SOURCE RECORDS:
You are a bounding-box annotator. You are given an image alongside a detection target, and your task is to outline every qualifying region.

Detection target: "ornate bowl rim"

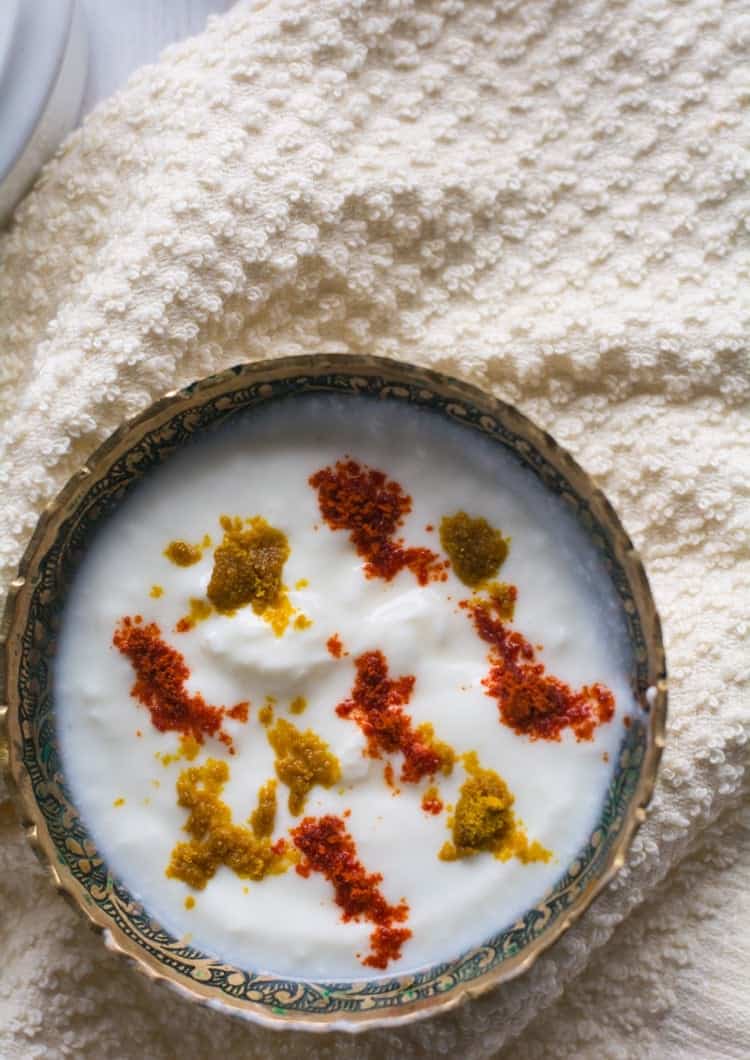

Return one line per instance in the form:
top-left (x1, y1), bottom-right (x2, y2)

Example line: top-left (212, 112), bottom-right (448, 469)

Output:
top-left (0, 351), bottom-right (667, 1031)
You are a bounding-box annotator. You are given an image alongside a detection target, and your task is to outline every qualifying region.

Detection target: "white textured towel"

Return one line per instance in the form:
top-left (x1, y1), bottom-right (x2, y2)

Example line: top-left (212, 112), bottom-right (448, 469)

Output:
top-left (0, 0), bottom-right (750, 1060)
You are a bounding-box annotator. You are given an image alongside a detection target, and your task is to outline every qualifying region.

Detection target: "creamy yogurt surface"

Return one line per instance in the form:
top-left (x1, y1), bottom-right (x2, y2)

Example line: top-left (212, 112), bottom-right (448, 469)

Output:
top-left (54, 395), bottom-right (639, 979)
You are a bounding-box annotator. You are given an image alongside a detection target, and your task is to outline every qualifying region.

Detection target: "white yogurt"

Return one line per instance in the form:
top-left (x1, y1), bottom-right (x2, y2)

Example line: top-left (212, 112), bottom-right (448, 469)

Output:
top-left (55, 395), bottom-right (638, 979)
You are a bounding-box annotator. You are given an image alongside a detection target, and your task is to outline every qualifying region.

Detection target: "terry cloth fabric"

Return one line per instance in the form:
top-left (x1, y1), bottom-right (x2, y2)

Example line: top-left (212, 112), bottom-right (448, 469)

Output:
top-left (0, 0), bottom-right (750, 1060)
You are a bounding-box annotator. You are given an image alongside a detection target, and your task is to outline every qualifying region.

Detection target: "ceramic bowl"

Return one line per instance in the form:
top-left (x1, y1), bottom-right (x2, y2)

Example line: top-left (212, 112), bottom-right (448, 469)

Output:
top-left (1, 354), bottom-right (666, 1030)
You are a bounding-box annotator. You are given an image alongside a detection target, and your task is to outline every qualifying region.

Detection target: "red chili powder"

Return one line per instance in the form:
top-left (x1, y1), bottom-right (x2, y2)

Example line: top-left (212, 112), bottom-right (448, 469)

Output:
top-left (468, 600), bottom-right (614, 740)
top-left (291, 815), bottom-right (411, 969)
top-left (112, 615), bottom-right (248, 754)
top-left (309, 460), bottom-right (448, 585)
top-left (336, 651), bottom-right (449, 783)
top-left (325, 633), bottom-right (344, 659)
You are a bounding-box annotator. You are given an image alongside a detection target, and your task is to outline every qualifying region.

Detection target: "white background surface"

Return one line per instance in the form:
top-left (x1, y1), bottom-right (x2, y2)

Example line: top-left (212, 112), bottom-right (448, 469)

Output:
top-left (77, 0), bottom-right (234, 118)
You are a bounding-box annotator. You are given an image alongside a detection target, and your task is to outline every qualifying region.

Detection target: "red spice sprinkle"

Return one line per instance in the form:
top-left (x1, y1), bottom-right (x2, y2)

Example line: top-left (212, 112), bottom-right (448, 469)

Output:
top-left (112, 615), bottom-right (248, 754)
top-left (325, 633), bottom-right (349, 659)
top-left (336, 651), bottom-right (451, 783)
top-left (291, 815), bottom-right (411, 969)
top-left (468, 599), bottom-right (614, 740)
top-left (309, 460), bottom-right (448, 585)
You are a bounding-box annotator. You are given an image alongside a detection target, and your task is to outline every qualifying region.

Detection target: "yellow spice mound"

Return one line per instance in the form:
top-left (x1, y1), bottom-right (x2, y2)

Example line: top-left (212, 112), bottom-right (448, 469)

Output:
top-left (440, 512), bottom-right (508, 588)
top-left (166, 758), bottom-right (290, 890)
top-left (439, 750), bottom-right (552, 864)
top-left (416, 722), bottom-right (456, 777)
top-left (268, 718), bottom-right (341, 816)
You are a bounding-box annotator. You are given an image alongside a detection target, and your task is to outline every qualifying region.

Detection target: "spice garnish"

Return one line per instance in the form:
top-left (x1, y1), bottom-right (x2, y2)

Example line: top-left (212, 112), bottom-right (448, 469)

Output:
top-left (336, 651), bottom-right (456, 783)
top-left (250, 780), bottom-right (276, 840)
top-left (291, 815), bottom-right (411, 969)
top-left (207, 515), bottom-right (293, 636)
top-left (112, 615), bottom-right (243, 754)
top-left (462, 596), bottom-right (614, 740)
top-left (440, 512), bottom-right (508, 588)
top-left (175, 597), bottom-right (213, 633)
top-left (438, 750), bottom-right (552, 865)
top-left (309, 460), bottom-right (447, 585)
top-left (166, 758), bottom-right (290, 890)
top-left (267, 718), bottom-right (341, 816)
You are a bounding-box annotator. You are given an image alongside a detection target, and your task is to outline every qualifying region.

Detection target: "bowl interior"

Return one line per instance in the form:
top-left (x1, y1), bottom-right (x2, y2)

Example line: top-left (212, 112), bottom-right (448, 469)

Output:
top-left (5, 354), bottom-right (666, 1029)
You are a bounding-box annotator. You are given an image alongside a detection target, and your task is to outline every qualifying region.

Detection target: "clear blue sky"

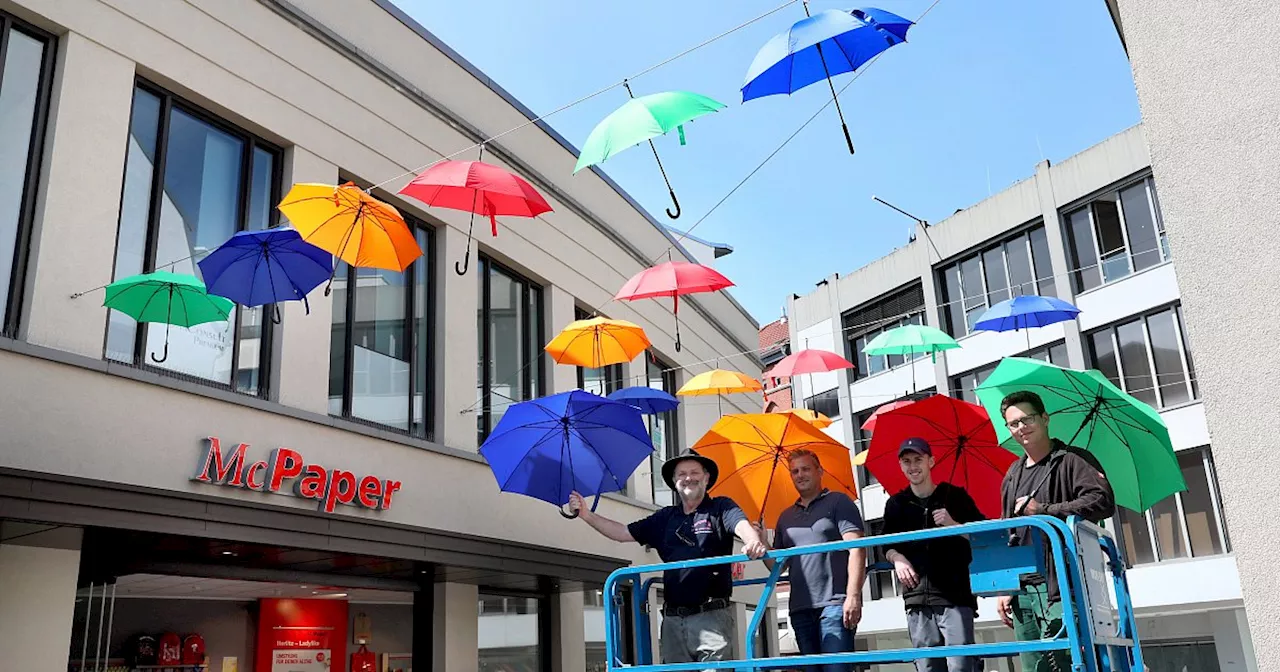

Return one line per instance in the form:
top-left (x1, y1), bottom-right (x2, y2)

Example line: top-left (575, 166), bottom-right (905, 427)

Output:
top-left (394, 0), bottom-right (1139, 323)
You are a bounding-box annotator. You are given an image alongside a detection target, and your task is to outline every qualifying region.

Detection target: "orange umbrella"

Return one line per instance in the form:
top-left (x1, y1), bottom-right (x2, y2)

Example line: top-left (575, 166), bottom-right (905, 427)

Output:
top-left (278, 182), bottom-right (422, 290)
top-left (543, 317), bottom-right (649, 369)
top-left (694, 413), bottom-right (858, 526)
top-left (785, 408), bottom-right (832, 429)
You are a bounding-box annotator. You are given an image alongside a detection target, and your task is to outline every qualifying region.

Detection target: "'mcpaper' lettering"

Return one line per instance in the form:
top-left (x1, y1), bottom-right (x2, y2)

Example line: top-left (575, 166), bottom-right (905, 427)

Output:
top-left (191, 436), bottom-right (401, 513)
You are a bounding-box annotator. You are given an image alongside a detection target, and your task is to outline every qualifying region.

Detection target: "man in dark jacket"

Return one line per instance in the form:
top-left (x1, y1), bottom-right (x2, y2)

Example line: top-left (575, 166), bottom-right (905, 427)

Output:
top-left (884, 438), bottom-right (986, 672)
top-left (997, 390), bottom-right (1115, 672)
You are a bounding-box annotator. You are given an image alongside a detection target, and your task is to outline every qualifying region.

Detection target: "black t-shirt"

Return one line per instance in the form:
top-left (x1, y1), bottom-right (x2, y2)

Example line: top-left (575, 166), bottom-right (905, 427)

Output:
top-left (627, 497), bottom-right (746, 607)
top-left (883, 483), bottom-right (986, 609)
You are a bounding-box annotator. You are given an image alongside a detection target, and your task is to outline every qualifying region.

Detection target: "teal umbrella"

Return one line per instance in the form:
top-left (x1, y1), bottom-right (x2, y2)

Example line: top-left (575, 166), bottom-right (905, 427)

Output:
top-left (573, 82), bottom-right (724, 219)
top-left (978, 357), bottom-right (1187, 512)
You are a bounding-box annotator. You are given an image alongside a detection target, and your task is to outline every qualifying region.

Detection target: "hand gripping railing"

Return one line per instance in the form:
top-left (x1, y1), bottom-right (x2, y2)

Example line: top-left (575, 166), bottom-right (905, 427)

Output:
top-left (604, 516), bottom-right (1143, 672)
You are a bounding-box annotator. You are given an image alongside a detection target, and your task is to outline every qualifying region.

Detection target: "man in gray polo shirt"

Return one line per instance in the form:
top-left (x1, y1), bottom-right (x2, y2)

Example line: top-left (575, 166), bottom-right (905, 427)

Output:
top-left (765, 449), bottom-right (867, 672)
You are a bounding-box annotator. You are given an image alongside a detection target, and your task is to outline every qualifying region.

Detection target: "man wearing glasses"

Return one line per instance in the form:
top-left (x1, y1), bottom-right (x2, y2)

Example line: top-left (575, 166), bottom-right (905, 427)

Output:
top-left (997, 390), bottom-right (1115, 672)
top-left (568, 451), bottom-right (765, 663)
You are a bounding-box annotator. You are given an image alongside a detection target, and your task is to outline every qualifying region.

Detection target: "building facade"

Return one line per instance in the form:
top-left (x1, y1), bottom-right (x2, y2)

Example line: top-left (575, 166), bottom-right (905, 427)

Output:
top-left (0, 0), bottom-right (762, 672)
top-left (780, 127), bottom-right (1258, 672)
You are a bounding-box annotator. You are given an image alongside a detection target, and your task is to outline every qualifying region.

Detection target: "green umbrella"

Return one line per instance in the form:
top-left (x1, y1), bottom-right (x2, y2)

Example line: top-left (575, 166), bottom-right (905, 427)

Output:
top-left (978, 357), bottom-right (1187, 512)
top-left (573, 82), bottom-right (724, 219)
top-left (102, 270), bottom-right (236, 364)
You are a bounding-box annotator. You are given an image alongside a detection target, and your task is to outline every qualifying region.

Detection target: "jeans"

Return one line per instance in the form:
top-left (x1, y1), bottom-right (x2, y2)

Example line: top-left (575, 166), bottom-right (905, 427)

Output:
top-left (790, 604), bottom-right (858, 672)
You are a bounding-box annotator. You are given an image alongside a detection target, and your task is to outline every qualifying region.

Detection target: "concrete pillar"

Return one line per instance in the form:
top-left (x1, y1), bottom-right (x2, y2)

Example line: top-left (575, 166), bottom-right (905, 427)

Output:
top-left (434, 227), bottom-right (480, 451)
top-left (549, 590), bottom-right (586, 672)
top-left (271, 147), bottom-right (343, 415)
top-left (431, 578), bottom-right (480, 672)
top-left (20, 32), bottom-right (134, 360)
top-left (0, 522), bottom-right (81, 669)
top-left (1036, 161), bottom-right (1088, 369)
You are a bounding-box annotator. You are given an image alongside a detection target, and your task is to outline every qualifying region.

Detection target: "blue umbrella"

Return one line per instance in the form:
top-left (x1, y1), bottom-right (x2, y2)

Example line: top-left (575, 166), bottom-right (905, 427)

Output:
top-left (609, 385), bottom-right (680, 415)
top-left (480, 389), bottom-right (653, 518)
top-left (973, 294), bottom-right (1080, 332)
top-left (200, 227), bottom-right (333, 321)
top-left (742, 4), bottom-right (911, 154)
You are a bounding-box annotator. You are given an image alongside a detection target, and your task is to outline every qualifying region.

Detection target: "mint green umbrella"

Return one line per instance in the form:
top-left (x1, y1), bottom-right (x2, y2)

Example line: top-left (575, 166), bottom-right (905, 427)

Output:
top-left (978, 357), bottom-right (1187, 513)
top-left (573, 82), bottom-right (724, 219)
top-left (102, 270), bottom-right (236, 364)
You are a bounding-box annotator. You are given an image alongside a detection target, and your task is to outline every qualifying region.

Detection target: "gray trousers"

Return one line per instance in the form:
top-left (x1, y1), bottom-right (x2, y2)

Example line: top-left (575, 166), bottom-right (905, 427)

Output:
top-left (658, 608), bottom-right (736, 663)
top-left (906, 607), bottom-right (978, 672)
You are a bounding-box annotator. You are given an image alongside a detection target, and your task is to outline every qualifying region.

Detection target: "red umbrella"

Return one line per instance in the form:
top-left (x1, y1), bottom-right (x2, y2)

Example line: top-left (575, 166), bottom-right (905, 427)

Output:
top-left (399, 156), bottom-right (552, 275)
top-left (769, 348), bottom-right (854, 378)
top-left (867, 394), bottom-right (1018, 518)
top-left (613, 261), bottom-right (733, 352)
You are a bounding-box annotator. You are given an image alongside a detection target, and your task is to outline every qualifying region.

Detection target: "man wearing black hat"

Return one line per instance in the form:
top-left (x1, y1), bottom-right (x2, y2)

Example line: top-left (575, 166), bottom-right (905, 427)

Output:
top-left (568, 451), bottom-right (765, 663)
top-left (884, 438), bottom-right (986, 672)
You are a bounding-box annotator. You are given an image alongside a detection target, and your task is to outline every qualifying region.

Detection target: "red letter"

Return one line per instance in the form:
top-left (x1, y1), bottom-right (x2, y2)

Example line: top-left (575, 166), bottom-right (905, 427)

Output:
top-left (293, 465), bottom-right (329, 499)
top-left (383, 480), bottom-right (399, 509)
top-left (270, 448), bottom-right (302, 493)
top-left (324, 468), bottom-right (356, 513)
top-left (191, 436), bottom-right (248, 485)
top-left (360, 476), bottom-right (383, 509)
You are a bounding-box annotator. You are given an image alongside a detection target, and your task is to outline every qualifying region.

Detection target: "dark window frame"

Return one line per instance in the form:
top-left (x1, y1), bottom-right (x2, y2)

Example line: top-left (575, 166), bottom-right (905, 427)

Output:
top-left (476, 253), bottom-right (547, 443)
top-left (0, 12), bottom-right (58, 338)
top-left (104, 76), bottom-right (284, 399)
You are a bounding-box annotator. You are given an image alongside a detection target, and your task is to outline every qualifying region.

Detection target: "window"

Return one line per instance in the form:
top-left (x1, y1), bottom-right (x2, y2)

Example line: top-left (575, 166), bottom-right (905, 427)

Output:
top-left (476, 256), bottom-right (544, 443)
top-left (1062, 177), bottom-right (1170, 292)
top-left (1088, 306), bottom-right (1199, 408)
top-left (951, 340), bottom-right (1070, 403)
top-left (106, 82), bottom-right (280, 397)
top-left (329, 209), bottom-right (435, 439)
top-left (644, 355), bottom-right (680, 506)
top-left (938, 227), bottom-right (1056, 338)
top-left (573, 308), bottom-right (623, 397)
top-left (1117, 447), bottom-right (1230, 567)
top-left (0, 13), bottom-right (56, 337)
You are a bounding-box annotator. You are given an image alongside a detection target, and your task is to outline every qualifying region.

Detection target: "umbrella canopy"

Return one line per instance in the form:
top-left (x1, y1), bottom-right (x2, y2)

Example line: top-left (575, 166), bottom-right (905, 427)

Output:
top-left (613, 261), bottom-right (733, 352)
top-left (543, 317), bottom-right (650, 369)
top-left (783, 408), bottom-right (832, 429)
top-left (102, 270), bottom-right (236, 364)
top-left (676, 369), bottom-right (764, 397)
top-left (692, 413), bottom-right (858, 526)
top-left (200, 228), bottom-right (333, 317)
top-left (769, 348), bottom-right (854, 378)
top-left (399, 158), bottom-right (552, 275)
top-left (609, 385), bottom-right (680, 415)
top-left (573, 91), bottom-right (724, 173)
top-left (978, 357), bottom-right (1187, 512)
top-left (480, 389), bottom-right (653, 517)
top-left (973, 294), bottom-right (1080, 332)
top-left (278, 182), bottom-right (422, 286)
top-left (865, 394), bottom-right (1018, 518)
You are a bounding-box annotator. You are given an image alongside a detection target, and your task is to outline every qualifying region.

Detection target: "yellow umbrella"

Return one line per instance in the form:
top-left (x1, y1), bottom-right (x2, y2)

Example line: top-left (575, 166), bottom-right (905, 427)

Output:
top-left (278, 182), bottom-right (422, 288)
top-left (783, 408), bottom-right (832, 429)
top-left (543, 317), bottom-right (649, 369)
top-left (676, 369), bottom-right (764, 397)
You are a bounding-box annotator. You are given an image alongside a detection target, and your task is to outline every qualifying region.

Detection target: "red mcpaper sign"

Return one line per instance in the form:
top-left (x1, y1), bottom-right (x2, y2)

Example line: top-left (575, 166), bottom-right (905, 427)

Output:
top-left (191, 436), bottom-right (401, 513)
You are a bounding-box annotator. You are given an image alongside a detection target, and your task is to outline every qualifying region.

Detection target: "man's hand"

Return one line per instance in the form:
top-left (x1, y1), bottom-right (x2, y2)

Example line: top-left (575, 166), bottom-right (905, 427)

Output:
top-left (893, 553), bottom-right (920, 588)
top-left (1014, 495), bottom-right (1039, 516)
top-left (844, 595), bottom-right (863, 630)
top-left (996, 595), bottom-right (1014, 627)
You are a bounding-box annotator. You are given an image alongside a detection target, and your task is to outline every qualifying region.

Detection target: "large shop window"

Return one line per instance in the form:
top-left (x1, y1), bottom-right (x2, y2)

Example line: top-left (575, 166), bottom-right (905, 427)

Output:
top-left (951, 340), bottom-right (1070, 403)
top-left (329, 216), bottom-right (435, 439)
top-left (476, 256), bottom-right (545, 443)
top-left (1062, 178), bottom-right (1170, 292)
top-left (106, 83), bottom-right (280, 396)
top-left (0, 13), bottom-right (56, 337)
top-left (1116, 447), bottom-right (1231, 567)
top-left (1088, 306), bottom-right (1199, 408)
top-left (938, 227), bottom-right (1057, 338)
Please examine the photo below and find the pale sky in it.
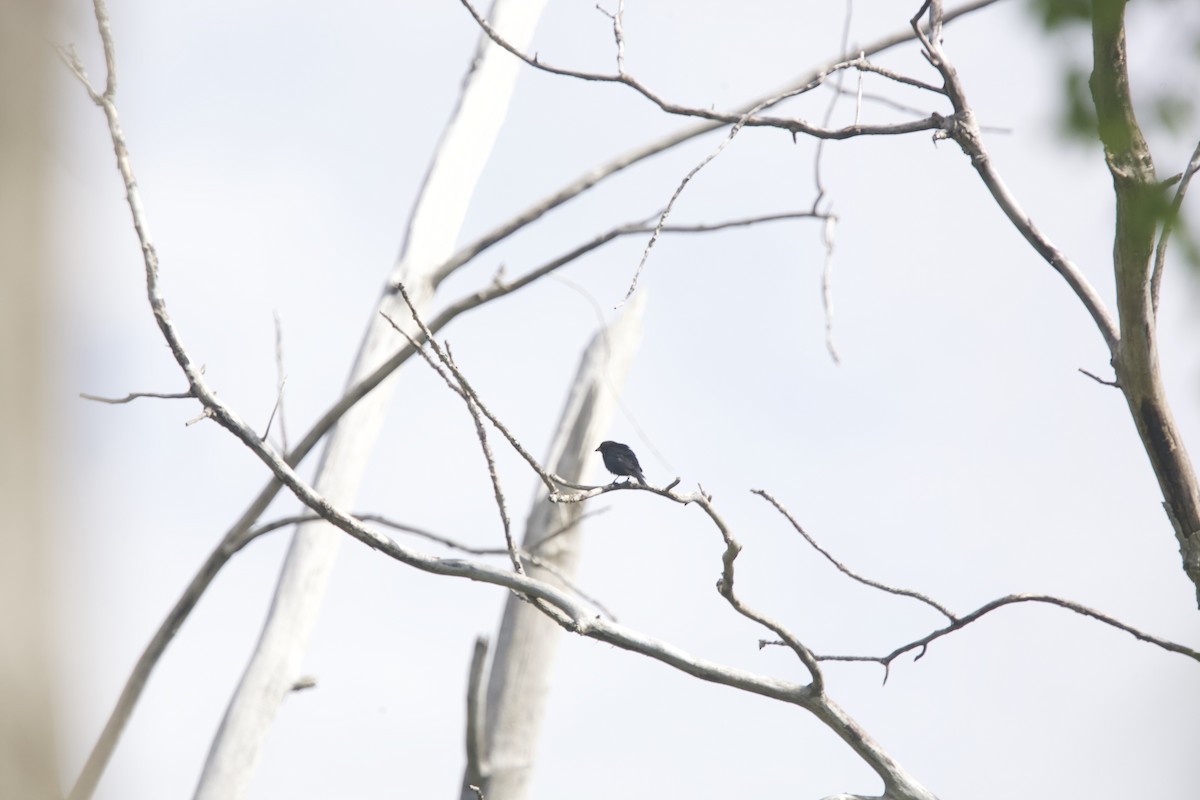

SHORT PROBLEM: Pick out every line in the items above that contains the word "dark", and copy each of those lines.

REPLY:
Detection target: "man in dark jacket"
Detection target: "dark window frame"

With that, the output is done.